→ Work item
Beginning with the line containing "Traffic-operations request: mark the grassy" and ending with the last line, repeat the records exactly.

→ Dataset extract
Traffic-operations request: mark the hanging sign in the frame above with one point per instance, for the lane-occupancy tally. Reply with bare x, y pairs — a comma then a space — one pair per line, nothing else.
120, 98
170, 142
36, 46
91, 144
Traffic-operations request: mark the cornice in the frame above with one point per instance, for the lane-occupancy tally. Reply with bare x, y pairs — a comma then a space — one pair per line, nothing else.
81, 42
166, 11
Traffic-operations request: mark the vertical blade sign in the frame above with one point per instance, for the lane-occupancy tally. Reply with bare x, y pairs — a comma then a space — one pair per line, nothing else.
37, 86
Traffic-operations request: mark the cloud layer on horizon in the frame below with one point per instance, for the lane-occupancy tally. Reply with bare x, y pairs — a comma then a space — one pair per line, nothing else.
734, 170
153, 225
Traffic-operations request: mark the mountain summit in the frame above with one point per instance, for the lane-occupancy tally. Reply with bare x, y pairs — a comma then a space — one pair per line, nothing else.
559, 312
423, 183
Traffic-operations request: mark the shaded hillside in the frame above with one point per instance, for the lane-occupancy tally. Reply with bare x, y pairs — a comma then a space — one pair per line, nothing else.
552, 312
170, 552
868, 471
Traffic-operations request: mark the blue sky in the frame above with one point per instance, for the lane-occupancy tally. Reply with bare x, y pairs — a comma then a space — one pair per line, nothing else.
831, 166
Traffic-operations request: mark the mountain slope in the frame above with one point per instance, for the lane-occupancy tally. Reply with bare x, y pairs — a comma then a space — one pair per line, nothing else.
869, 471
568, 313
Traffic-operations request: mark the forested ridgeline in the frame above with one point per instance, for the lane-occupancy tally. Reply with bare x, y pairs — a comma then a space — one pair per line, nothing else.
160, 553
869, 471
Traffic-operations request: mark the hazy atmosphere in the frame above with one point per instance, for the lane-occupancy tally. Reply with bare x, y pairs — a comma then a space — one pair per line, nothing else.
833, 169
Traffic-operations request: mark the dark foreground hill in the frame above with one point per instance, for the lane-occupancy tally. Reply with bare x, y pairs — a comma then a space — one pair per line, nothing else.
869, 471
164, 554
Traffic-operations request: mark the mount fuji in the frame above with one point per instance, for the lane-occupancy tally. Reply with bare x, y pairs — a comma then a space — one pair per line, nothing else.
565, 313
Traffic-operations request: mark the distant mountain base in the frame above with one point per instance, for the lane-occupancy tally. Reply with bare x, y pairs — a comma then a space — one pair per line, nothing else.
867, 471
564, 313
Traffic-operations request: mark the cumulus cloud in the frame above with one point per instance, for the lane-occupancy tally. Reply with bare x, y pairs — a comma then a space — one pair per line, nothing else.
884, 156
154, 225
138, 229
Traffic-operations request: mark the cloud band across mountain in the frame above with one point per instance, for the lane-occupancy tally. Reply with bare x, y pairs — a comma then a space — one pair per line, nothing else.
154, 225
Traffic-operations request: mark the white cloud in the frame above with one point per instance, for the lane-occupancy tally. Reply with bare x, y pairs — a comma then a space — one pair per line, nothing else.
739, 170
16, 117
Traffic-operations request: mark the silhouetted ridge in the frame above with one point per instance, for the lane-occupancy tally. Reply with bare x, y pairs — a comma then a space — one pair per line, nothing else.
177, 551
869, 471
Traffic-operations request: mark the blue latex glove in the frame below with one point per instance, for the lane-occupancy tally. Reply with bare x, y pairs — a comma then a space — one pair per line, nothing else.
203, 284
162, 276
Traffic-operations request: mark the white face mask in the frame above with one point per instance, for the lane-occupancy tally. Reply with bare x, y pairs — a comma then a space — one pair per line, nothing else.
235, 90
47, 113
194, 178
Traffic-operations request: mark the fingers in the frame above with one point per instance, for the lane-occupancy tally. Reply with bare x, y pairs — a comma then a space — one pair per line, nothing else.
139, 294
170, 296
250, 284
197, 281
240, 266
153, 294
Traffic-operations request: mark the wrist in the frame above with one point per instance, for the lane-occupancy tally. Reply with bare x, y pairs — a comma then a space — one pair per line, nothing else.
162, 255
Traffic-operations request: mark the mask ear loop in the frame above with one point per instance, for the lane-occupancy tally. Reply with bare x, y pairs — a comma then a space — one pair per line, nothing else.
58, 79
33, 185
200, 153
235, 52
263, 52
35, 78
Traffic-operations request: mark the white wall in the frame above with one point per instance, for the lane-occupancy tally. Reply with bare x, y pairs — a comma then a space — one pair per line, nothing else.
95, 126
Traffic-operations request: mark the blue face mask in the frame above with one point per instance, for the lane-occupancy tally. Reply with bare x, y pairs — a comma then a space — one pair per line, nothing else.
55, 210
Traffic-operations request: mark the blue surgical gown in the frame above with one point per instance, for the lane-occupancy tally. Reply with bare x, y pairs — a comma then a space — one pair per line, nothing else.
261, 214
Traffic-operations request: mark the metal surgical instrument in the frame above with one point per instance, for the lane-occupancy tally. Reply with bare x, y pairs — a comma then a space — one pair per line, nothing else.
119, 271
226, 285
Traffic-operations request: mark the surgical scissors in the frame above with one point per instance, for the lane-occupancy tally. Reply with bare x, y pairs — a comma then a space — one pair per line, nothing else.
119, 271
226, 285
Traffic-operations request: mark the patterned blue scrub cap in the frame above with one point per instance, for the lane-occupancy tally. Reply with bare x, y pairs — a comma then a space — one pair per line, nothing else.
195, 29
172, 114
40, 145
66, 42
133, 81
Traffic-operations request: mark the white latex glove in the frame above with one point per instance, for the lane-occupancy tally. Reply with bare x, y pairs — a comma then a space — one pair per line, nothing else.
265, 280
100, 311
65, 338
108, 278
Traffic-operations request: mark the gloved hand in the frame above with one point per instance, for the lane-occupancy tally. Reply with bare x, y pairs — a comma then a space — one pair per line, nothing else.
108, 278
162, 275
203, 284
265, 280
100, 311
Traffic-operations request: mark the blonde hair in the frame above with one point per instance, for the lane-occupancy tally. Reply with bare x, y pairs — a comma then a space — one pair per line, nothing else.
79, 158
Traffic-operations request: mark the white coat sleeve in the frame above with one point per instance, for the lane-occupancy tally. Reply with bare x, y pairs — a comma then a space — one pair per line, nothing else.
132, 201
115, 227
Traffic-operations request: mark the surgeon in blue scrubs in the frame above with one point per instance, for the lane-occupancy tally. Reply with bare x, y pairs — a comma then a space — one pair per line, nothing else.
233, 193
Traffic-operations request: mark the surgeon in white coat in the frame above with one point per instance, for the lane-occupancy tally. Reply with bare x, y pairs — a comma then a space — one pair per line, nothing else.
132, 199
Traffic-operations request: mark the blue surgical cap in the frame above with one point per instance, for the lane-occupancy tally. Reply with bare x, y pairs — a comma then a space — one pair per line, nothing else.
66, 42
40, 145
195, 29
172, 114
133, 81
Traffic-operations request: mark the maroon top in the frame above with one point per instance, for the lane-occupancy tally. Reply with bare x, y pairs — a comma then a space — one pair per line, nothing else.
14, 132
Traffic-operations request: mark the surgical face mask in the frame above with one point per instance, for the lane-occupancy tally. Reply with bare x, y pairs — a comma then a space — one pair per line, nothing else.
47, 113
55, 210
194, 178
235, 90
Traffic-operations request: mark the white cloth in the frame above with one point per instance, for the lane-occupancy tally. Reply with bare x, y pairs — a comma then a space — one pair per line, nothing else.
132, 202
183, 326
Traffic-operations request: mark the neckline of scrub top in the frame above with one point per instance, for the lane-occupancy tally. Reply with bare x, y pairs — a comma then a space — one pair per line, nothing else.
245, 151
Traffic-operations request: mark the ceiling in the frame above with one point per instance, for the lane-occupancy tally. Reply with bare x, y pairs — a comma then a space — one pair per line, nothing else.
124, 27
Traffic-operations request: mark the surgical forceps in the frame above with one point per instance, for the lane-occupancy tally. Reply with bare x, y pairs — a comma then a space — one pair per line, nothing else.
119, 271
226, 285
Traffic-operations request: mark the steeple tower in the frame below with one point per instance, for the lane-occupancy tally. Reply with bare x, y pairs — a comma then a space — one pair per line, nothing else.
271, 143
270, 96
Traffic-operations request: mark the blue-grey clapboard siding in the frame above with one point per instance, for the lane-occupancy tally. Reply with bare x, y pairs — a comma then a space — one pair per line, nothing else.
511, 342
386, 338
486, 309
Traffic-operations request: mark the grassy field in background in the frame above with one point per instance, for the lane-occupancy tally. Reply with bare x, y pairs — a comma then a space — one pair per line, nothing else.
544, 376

→ Response
Traffic-operations request: mark the grassy field in background in the frame above with one point per instance, for the lane-occupancy tally. Reply with bare x, y pairs — a comma then a space — one pair per line, nothing else.
544, 376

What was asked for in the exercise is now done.